Text block ::
These cupcakes feature a moist lemon-flavored base filled with tangy lemon curd and topped with fluffy toasted meringue peaks, creating a bright and festive dessert perfect for any occasion.

Ingredients

Scale
  • 1 ¾ cups (220g) all-purpose flour
  • 1 ½ teaspoons baking powder
  • ¼ teaspoon salt
  • ½ cup (115g) unsalted butter, softened
  • 1 cup (200g) granulated sugar
  • 2 large eggs, room temperature
  • ½ cup (120ml) whole milk, room temperature
  • 1 teaspoon pure vanilla extract
  • 1 tablespoon fresh lemon zest
  • ½ cup (120ml) fresh lemon juice
  • ¾ cup (150g) granulated sugar (for lemon curd)
  • 3 large eggs (for lemon curd)
  • 6 tablespoons (85g) unsalted butter, cubed (for lemon curd)
  • 1 teaspoon lemon zest (for lemon curd)
  • 3 large egg whites, room temperature
  • ¾ cup (150g) granulated sugar (for meringue)

Source data ::

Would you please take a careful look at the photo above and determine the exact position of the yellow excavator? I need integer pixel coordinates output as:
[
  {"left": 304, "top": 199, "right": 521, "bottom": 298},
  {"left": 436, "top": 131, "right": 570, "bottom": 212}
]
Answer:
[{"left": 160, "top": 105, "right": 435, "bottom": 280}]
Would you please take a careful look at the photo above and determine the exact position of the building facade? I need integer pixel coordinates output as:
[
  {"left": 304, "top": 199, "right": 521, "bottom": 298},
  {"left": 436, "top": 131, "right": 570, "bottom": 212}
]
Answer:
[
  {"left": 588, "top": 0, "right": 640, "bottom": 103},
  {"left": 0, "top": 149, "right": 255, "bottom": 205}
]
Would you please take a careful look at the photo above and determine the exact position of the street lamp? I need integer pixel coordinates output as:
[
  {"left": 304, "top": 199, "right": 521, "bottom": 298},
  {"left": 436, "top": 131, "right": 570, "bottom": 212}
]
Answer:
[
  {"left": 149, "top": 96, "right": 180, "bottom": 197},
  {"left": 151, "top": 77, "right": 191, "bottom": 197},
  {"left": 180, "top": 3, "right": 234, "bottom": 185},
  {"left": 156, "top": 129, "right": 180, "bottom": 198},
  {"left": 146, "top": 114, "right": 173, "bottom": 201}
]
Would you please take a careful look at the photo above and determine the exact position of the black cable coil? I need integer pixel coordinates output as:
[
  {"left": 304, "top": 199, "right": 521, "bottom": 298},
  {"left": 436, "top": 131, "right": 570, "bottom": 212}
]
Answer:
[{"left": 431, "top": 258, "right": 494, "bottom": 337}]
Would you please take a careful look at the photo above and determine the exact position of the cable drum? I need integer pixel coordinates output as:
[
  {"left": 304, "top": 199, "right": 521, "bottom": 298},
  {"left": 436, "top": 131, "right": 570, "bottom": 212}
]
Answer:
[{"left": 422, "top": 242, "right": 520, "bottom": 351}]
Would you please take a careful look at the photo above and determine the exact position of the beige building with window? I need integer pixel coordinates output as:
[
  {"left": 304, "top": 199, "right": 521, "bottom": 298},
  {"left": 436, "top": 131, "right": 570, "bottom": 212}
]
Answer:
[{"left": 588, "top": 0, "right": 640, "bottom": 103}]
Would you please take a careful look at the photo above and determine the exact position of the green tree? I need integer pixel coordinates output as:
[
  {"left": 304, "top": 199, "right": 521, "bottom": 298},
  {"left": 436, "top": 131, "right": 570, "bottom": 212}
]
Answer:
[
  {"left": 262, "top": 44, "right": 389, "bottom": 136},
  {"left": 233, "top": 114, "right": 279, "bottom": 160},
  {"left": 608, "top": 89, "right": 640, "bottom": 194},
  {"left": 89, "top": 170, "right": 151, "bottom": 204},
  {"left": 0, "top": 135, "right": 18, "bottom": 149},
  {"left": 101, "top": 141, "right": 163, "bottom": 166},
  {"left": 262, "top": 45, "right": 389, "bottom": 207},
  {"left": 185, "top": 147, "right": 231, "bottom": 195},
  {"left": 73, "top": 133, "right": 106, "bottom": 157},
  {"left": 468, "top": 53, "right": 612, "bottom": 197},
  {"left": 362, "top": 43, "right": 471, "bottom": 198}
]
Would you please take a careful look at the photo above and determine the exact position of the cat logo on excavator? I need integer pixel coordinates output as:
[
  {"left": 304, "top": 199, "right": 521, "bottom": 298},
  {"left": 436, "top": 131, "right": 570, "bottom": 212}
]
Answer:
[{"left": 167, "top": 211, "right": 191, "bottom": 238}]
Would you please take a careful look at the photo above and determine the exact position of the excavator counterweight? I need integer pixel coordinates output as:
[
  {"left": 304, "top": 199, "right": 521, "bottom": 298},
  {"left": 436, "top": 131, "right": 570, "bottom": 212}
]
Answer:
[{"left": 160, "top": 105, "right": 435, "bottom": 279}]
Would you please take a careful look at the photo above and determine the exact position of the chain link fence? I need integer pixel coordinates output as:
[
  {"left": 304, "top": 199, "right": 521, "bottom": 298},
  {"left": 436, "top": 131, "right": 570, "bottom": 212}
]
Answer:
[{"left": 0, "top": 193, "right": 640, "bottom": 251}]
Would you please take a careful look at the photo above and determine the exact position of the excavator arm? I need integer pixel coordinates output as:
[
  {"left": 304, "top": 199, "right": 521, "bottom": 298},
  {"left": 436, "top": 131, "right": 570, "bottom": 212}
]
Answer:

Actions to take ::
**a.** Say whether each statement agrees with the lemon cupcake recipe. Answer yes or no for each, and quote the words of the recipe that decide it. (i) The lemon curd uses three large eggs. (ii) The milk in the ingredient list is skim milk. (iii) The meringue peaks on top of the cupcakes are toasted.
**b.** From the listing, extract the part that opens with the line containing "the cat logo" and runs through the end of the listing. Include both ends.

Replies ::
**a.**
(i) Yes: "3 large eggs (for lemon curd)"
(ii) No: "½ cup (120ml) whole milk, room temperature"
(iii) Yes: "topped with fluffy toasted meringue peaks"

**b.**
Would you please take a careful look at the photo above and determine the exact position of the cat logo on excavator? I need integer pixel coordinates output as:
[
  {"left": 304, "top": 199, "right": 521, "bottom": 298},
  {"left": 436, "top": 131, "right": 570, "bottom": 212}
]
Answer:
[{"left": 167, "top": 211, "right": 191, "bottom": 238}]
Would you please take a careful look at the photo above and determine the exact position of the excavator counterweight? I need integer pixel coordinates output as:
[
  {"left": 304, "top": 199, "right": 521, "bottom": 298},
  {"left": 436, "top": 131, "right": 570, "bottom": 212}
]
Answer:
[{"left": 160, "top": 105, "right": 435, "bottom": 279}]
Would you please take a careful look at the photo above and determine the exact position of the chain link fence? I need integer pixel coordinates output as:
[
  {"left": 304, "top": 199, "right": 521, "bottom": 298},
  {"left": 436, "top": 131, "right": 570, "bottom": 212}
]
Answer:
[{"left": 0, "top": 193, "right": 640, "bottom": 251}]
Would you please take a careful look at the photo above and determine the exact position of the excavator arm? I need integer pixel coordinates output as:
[
  {"left": 304, "top": 199, "right": 521, "bottom": 298},
  {"left": 436, "top": 131, "right": 570, "bottom": 212}
]
Answer:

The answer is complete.